### Exercise aim
Restate the data below word for word. Skip any images it contains.
##### Records for the task
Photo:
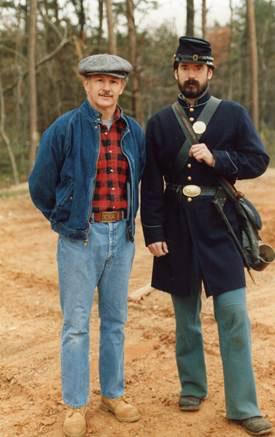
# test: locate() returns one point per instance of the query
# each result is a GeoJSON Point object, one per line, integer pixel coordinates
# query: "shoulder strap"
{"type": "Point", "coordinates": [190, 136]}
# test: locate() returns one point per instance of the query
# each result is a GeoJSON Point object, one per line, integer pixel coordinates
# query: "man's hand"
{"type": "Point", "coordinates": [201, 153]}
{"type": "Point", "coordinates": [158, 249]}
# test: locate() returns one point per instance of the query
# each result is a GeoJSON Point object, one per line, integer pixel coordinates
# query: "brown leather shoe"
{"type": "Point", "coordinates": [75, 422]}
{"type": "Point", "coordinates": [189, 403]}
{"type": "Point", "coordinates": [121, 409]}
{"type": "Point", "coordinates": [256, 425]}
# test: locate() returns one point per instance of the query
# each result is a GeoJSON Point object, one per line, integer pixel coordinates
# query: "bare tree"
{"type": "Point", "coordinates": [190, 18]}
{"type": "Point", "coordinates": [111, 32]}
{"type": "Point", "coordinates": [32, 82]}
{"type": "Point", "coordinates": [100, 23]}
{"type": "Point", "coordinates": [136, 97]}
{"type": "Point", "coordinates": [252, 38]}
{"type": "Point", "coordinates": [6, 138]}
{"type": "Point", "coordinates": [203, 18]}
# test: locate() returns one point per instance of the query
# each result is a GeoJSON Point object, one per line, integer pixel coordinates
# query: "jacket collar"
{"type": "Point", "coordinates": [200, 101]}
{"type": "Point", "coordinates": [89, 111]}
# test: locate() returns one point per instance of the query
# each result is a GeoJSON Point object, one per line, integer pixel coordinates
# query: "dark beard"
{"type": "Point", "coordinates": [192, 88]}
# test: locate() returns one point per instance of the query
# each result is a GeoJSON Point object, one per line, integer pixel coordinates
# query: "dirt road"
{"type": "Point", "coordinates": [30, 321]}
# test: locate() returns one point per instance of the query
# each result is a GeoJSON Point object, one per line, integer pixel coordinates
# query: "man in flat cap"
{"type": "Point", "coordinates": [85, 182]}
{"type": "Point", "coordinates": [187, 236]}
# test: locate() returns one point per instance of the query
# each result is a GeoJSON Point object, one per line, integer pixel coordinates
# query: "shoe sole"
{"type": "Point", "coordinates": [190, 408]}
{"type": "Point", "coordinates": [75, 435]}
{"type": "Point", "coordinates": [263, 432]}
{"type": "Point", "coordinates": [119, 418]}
##########
### Final answer
Photo:
# test: locate() returns one point per instance of the query
# each result is a GeoJSON Point object, one per line, integer pixel coordinates
# query: "shoulder strap"
{"type": "Point", "coordinates": [190, 136]}
# test: locate() returns one point per instance of the query
# each result is a GeoJSON Point object, one per line, integer pixel coordinates
# query: "man's hand"
{"type": "Point", "coordinates": [201, 153]}
{"type": "Point", "coordinates": [158, 249]}
# test: locate() returns one point per instance of the query
# each result is a GeoJSON Point object, one per line, integer pixel coordinates
# query: "brown leather shoe"
{"type": "Point", "coordinates": [75, 422]}
{"type": "Point", "coordinates": [189, 403]}
{"type": "Point", "coordinates": [121, 409]}
{"type": "Point", "coordinates": [256, 425]}
# test: locate() returns one point per instance of the query
# each result is a GeoJSON Point object, one per line, integer pixel coordinates
# query: "bare tree"
{"type": "Point", "coordinates": [190, 18]}
{"type": "Point", "coordinates": [111, 32]}
{"type": "Point", "coordinates": [32, 82]}
{"type": "Point", "coordinates": [100, 23]}
{"type": "Point", "coordinates": [136, 97]}
{"type": "Point", "coordinates": [252, 38]}
{"type": "Point", "coordinates": [6, 138]}
{"type": "Point", "coordinates": [203, 18]}
# test: locate() returns one point per instance of the query
# each result is a GeoJSON Point object, one per line, integer pixel coordinates
# query: "jacket collar"
{"type": "Point", "coordinates": [200, 101]}
{"type": "Point", "coordinates": [89, 111]}
# test: locate() returns one point per instance of the query
# each result is a GeoJSON Point object, one per line, integer pixel coordinates
# query: "dark beard"
{"type": "Point", "coordinates": [192, 88]}
# test: locate() returns one point per instance of the query
# each result is a GeoJSON Point object, one per line, integer pixel coordinates
# query: "dirt road"
{"type": "Point", "coordinates": [30, 321]}
# test: locate() returns one point per instance of the query
# each result is a GeoJSON Point object, one per line, integer pixel coordinates
# query: "man in flat cap"
{"type": "Point", "coordinates": [85, 182]}
{"type": "Point", "coordinates": [187, 236]}
# test: locate() returns one point per instance of the query
# each result is a GeoJSON Point object, one per line, integer pixel coordinates
# query: "shoe sole"
{"type": "Point", "coordinates": [190, 408]}
{"type": "Point", "coordinates": [75, 435]}
{"type": "Point", "coordinates": [263, 432]}
{"type": "Point", "coordinates": [119, 418]}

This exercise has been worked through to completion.